■ Text extract ■
--- --- ---

Is there more to life than the physical?
What does it mean to live well? To die well?
Is there meaning in history?
Is there purpose to life?
In my experience, everyone is at least somewhat interested in these questions, the largest questions there are, but the art of thinking critically about them has largely been lost. Too many philosophers are busy debating whether a set and a group are the same thing; too many historians are busy theorizing politics from potsherds; too many scientists are busy trying to make electrons into enlightenment; too many screenwriters are busy crafting vague platitudes. And too many crusaders are proclaiming answers without explaining or examining their evidence.

--- --- ---

■ Source excerpt ■
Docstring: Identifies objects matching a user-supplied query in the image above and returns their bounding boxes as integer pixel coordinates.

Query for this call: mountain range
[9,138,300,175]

--- --- ---

■ Request ■
Continue the passage on life's largest questions, starting right after its final sentence.

■ Task answer ■
As a result, I believe that we as a society have gotten very mixed up about these questions. We have forgotten how to think; we have forgotten our intuitions; and we have let people who are experts in one thing preach as if they were experts on life itself. We have, in fact, somehow gotten so turned around that not only many of our separate beliefs, but our mindsets and frameworks as a whole, are upside-down, inside-out, and wrong-way round.
It’s time to change that. It’s time to find clarity in a fog of confusion, to find objectivity in a sea of subjectivity, to find intuition in a whirl of delirium. It’s time to go back to the questions that matter and think about what makes sense, without worrying about what’s fashionable. It’s time to figure out where we need to educate ourselves – and where we were right all along.